# RECORDS TO PROCESS start

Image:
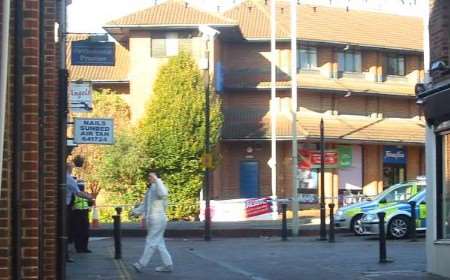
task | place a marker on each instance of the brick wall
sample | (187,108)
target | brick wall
(439,33)
(38,190)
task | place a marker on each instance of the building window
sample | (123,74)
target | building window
(167,46)
(396,65)
(158,48)
(349,61)
(445,199)
(307,58)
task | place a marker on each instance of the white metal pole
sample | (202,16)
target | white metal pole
(295,185)
(273,108)
(4,78)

# RECORDS TO PROCESS end

= WORK TO COMPLETE =
Present all the lines above as a numbered list, omitting any blank lines, and leave the pictures out of your answer.

= FINISHED ANSWER =
1. Image:
2. task | place a marker on each instance of the brick wall
3. sample | (187,108)
4. target | brick wall
5. (439,33)
6. (38,190)
7. task | place a marker on each instance of the building window
8. sample | (123,74)
9. target | building window
10. (167,46)
11. (396,65)
12. (158,48)
13. (349,61)
14. (445,199)
15. (307,58)
16. task | place a marker on each instance of the white metal pole
17. sample | (202,16)
18. target | white metal pole
19. (295,185)
20. (273,108)
21. (4,78)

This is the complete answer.